> _提示された文章_:
########################################
筑紫哲也・照屋林助(1997)「沖縄がすべて」河出書房新社

 照屋林助の生き様に興味があるなら、上記と下記の本を読むのが良い。

照屋林助(1998)「てるりん自伝」みすず書房

 経済学者の渡辺利夫が森田療法の本を書いて賞を取っているが、照屋林助も森田療法は実体験から効くと証言している。照屋林助は、森田療法のすばらしい点として次の3点を指摘している。神経病としてではなく神経「質」として扱ったこと、東洋人には東洋人にあった治療法があると考えた点、照れ屋なら照れ屋を恥じることなく自覚することの重要性を平易に述べていることである。私は神経質になったことはないが、こうなる以前に同様の対策をとっているので、多くは共感できる。

 照屋林助は照屋林山という三線(さんしん)の制作及び奏者である父を持つ。師匠は、医者であり、笑いこそ命の源という考えから、人を笑わせるために尽力した舞天先生(ぶーてんせんせい)であり、その話芸を引き継いだ。息子はりんけんバンドの照屋林賢である。

 また、格言としては、次のようなものがある(ここは正確な引用ではない)。
長く言い伝えられて、その有効性が認めれているから語り継がれているのだろう。
########################################
> _記録データ_:

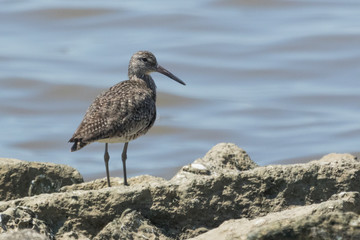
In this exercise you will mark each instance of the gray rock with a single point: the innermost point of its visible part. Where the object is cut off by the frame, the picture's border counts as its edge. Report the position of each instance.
########################################
> _演習の構成_:
(1) 照屋林助についての文章のうち、「照屋林助は照屋林山という」で始まる段落を、主な事実を残したまま箇条書きにまとめてもらえますか？
(2) 照屋林助についての文章を、最後の文の後から書き継いでもらえますか？

> _課題の解答_:
(1)
- 父：照屋林山（三線の制作者であり奏者）
- 師匠：舞天先生（医者。笑いこそ命の源と考え、人を笑わせるために尽力した）。照屋林助はその話芸を引き継いだ
- 息子：りんけんバンドの照屋林賢

(2)
「年寄りの言う事は正しい」
「ウチナーはいつでも独立できる。しかし、今はまずヤマト(日本)に独立してもらわないとウチナーが困ってしまう」

 いまの所、沖縄からヤマトで活躍する人はゴザ出身の方が多いようである。しかし、最近では、宮古島出身の下地勇なども知られるようになった。下地勇は、さだまさしの関白宣言を宮古島方言で歌っており、またこれが何ともいえない味わいのある音楽になっている。興味のある方は天[tin]というアルバムの6曲目にあるので聞いて欲しい。方言が方言のまま需要されるのはとても良いことだと思う。

 方言は面白いが、CDなどはまだ少ない。テレビで放映された柳葉敏郎の秋田弁の早口言葉も録音しとけばよかった後悔している。CDにしてくれないかなぁ。